> What you should do: Looking at the listing below, retype exactly the lines starting at the one containing "Locate the woman" and ending at the one containing "Locate the boy's", both included, and nothing else.

START Stored data

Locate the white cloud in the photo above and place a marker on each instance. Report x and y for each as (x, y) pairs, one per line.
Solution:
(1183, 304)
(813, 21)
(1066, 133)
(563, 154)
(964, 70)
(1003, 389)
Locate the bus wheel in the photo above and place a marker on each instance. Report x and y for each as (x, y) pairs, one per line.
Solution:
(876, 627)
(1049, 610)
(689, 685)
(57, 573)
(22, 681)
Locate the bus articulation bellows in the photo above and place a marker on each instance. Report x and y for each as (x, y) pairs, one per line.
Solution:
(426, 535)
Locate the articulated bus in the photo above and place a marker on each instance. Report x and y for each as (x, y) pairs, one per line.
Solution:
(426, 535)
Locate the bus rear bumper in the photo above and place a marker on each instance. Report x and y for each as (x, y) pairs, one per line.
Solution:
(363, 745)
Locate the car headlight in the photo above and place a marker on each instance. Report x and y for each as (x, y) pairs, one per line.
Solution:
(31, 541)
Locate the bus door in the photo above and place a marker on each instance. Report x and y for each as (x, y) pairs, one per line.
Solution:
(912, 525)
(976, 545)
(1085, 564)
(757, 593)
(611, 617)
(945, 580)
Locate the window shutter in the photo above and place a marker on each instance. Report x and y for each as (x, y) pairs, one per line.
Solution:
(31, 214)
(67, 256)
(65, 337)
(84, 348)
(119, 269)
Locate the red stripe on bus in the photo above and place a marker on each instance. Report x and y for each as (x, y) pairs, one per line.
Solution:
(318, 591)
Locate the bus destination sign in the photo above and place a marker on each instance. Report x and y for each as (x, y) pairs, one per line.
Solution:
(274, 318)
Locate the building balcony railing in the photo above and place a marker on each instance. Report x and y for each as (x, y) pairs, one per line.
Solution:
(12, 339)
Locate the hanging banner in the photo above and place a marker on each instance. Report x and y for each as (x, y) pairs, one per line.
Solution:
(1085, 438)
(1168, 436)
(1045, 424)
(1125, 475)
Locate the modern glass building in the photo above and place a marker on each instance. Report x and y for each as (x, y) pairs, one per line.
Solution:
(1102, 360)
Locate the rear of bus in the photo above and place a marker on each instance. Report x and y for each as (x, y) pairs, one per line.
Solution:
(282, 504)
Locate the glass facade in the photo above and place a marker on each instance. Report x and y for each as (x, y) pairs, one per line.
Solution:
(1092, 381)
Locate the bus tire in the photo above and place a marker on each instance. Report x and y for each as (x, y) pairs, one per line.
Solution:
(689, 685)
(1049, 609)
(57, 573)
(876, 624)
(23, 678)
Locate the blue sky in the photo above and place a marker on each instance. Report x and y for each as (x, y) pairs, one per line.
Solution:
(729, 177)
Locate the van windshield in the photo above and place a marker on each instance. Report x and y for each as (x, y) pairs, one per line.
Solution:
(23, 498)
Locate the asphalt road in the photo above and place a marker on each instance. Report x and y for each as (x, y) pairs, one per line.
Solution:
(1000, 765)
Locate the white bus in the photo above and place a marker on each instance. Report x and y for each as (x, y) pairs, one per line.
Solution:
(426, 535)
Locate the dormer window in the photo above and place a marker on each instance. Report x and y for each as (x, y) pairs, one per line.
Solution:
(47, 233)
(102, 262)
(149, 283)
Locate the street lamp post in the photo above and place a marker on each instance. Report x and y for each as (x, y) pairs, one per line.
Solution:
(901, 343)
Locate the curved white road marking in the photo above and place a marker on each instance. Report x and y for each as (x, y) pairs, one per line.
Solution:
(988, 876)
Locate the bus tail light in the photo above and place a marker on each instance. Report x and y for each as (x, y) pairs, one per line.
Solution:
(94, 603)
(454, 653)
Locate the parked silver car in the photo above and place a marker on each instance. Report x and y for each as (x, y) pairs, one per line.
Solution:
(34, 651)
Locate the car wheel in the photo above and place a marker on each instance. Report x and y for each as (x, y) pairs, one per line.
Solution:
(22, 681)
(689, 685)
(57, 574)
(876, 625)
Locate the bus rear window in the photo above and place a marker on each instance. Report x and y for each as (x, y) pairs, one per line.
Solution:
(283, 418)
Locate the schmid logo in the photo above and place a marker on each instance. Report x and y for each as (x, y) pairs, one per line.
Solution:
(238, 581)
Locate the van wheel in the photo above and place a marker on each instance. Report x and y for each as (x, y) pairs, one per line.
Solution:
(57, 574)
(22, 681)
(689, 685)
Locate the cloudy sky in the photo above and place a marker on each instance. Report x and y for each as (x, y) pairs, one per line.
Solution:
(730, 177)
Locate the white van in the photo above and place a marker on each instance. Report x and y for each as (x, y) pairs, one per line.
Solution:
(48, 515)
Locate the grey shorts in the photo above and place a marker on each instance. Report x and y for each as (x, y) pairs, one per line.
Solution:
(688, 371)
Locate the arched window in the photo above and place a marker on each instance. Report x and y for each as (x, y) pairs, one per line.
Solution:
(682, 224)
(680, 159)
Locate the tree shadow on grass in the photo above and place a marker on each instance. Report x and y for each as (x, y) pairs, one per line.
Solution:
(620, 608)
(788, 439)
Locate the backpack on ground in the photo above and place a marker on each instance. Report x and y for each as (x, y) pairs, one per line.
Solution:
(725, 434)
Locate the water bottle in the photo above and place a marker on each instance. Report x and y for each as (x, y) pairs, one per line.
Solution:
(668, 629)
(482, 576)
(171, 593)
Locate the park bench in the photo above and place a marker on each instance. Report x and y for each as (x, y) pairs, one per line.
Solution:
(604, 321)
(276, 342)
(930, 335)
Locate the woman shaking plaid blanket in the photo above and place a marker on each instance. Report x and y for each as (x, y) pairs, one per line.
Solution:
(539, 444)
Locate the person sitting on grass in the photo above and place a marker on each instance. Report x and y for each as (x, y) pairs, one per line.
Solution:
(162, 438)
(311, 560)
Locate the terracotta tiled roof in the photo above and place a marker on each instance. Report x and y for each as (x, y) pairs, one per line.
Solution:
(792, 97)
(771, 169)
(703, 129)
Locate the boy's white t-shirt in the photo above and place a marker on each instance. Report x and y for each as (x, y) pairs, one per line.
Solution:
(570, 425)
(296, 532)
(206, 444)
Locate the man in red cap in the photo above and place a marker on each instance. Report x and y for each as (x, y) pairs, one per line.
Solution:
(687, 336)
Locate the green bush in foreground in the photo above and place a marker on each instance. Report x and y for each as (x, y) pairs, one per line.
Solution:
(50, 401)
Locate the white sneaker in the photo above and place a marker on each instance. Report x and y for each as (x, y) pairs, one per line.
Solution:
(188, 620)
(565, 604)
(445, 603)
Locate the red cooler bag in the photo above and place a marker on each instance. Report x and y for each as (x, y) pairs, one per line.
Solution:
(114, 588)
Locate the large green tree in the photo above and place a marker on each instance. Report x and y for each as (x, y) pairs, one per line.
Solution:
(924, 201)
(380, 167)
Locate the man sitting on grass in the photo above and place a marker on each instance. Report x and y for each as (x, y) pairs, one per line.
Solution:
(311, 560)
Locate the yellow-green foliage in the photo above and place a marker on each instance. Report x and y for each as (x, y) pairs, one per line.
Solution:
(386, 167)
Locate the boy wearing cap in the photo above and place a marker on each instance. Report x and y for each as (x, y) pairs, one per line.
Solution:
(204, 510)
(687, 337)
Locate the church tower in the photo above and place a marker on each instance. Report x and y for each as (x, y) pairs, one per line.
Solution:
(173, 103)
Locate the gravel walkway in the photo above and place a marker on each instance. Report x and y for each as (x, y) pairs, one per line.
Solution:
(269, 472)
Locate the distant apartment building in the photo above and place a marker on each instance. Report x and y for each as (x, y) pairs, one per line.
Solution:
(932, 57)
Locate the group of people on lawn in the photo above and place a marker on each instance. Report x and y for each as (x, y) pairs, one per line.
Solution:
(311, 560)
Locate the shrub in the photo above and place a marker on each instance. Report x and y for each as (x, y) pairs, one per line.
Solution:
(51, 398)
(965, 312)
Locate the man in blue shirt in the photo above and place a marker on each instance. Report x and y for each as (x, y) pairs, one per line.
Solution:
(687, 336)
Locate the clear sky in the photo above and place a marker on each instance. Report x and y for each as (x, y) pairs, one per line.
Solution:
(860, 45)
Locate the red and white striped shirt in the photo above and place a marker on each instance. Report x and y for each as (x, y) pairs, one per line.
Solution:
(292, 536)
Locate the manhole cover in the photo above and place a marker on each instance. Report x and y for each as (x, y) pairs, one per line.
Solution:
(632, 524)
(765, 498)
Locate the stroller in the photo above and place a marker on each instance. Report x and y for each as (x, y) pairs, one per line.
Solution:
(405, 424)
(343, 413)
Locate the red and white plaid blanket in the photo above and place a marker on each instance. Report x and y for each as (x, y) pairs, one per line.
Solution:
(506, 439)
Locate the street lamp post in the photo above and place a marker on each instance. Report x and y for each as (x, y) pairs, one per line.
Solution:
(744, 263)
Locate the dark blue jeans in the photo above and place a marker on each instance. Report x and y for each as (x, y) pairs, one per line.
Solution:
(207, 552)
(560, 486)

END Stored data

> Result of the exercise:
Locate the woman shaking plaid blanket in the photo above and place a marker on each instance. Report x and y for each as (x, y) pairs, one per line.
Solution:
(539, 444)
Locate the person sitting on grass in the photo above and place a marker on each instance. Report x and y for each as (x, y) pairs, one per line.
Solution:
(162, 438)
(311, 560)
Locate the terracotta tiled roof in the photo above and place a marker on each instance. Report x and y for each as (x, y) pairs, one per line.
Solution:
(792, 97)
(771, 169)
(703, 129)
Locate the boy's white t-shirt in the photo above and place a marker on each instance. Report x and y for each as (x, y) pairs, one per line.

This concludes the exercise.